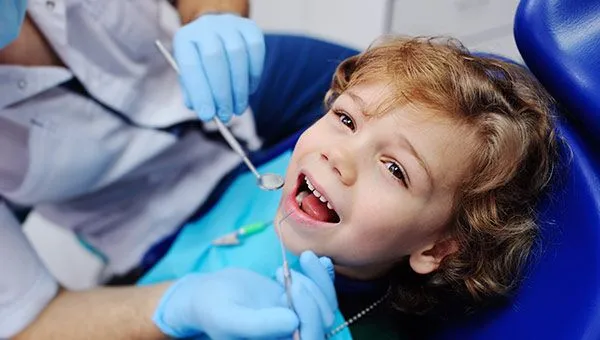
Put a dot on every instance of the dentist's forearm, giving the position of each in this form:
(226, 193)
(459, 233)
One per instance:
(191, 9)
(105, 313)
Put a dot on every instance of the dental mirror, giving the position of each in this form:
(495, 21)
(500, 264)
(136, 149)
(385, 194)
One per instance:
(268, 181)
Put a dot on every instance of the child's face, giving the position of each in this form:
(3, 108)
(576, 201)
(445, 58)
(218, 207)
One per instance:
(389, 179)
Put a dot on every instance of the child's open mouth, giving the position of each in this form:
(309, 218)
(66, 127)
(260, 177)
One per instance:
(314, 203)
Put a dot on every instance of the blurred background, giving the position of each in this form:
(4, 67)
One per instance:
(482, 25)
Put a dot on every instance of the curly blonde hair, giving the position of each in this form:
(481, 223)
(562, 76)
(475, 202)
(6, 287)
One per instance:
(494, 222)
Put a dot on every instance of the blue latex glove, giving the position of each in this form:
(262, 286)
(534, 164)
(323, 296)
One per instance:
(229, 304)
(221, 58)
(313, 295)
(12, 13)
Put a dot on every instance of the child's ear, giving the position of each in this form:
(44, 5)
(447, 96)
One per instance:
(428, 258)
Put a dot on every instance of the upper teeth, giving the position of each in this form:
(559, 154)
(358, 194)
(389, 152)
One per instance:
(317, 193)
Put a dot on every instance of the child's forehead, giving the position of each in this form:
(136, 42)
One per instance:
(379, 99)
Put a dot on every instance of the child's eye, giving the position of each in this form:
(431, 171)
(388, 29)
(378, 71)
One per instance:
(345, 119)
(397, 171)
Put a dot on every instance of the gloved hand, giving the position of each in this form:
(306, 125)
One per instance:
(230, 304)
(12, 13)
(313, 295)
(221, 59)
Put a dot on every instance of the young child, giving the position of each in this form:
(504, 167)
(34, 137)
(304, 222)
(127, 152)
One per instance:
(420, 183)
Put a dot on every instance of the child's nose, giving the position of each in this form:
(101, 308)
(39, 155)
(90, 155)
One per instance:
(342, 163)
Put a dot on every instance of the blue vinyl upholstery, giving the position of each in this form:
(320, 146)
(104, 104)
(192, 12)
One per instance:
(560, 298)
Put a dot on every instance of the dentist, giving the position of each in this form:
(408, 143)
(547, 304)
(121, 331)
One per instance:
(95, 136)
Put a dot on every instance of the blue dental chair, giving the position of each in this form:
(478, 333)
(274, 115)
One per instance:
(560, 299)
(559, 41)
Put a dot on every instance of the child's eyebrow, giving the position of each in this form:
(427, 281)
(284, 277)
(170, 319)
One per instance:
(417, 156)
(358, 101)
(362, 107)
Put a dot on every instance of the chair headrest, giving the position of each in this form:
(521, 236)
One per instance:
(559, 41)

* * *

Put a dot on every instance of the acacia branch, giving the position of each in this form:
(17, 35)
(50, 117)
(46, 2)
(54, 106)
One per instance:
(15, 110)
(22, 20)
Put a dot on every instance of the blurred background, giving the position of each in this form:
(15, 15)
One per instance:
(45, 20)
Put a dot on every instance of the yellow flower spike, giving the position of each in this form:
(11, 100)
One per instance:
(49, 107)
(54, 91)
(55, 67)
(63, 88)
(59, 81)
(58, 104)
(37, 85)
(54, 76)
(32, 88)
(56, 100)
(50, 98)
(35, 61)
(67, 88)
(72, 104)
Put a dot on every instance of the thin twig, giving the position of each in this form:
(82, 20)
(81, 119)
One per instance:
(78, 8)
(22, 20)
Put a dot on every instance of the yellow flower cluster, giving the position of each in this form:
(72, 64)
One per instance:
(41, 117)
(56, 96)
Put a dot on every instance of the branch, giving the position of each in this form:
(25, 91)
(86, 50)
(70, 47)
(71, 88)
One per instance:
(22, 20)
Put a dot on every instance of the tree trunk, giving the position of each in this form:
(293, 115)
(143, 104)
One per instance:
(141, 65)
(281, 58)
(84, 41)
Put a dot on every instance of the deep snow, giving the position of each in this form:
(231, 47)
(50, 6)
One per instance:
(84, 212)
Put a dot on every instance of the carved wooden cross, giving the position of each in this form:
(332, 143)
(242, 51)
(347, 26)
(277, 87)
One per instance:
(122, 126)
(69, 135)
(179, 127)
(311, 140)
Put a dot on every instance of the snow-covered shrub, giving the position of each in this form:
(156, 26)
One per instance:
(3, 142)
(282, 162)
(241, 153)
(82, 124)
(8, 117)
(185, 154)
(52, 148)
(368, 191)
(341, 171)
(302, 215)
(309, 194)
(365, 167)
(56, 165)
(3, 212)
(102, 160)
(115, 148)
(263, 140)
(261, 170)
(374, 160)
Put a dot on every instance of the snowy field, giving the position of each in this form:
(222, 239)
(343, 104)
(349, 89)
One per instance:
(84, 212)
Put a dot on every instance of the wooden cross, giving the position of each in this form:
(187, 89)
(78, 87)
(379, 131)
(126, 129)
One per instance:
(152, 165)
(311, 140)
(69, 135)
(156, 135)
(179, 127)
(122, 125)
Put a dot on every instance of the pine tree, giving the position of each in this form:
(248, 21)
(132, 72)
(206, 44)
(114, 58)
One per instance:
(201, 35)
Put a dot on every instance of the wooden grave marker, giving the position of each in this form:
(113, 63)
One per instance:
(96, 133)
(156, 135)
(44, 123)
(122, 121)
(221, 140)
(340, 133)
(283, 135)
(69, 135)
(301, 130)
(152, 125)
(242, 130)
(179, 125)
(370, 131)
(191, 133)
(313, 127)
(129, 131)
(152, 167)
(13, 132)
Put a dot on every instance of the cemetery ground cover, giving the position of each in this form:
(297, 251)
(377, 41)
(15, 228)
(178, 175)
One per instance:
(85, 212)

Your goal
Every line above that includes the word "chair" must appear in the answer.

Finished exercise
Put a dot on every instance of the blue dental chair, giving the position of each in this form:
Put a dot on every instance of the chair headrest, giving the position of each in this form:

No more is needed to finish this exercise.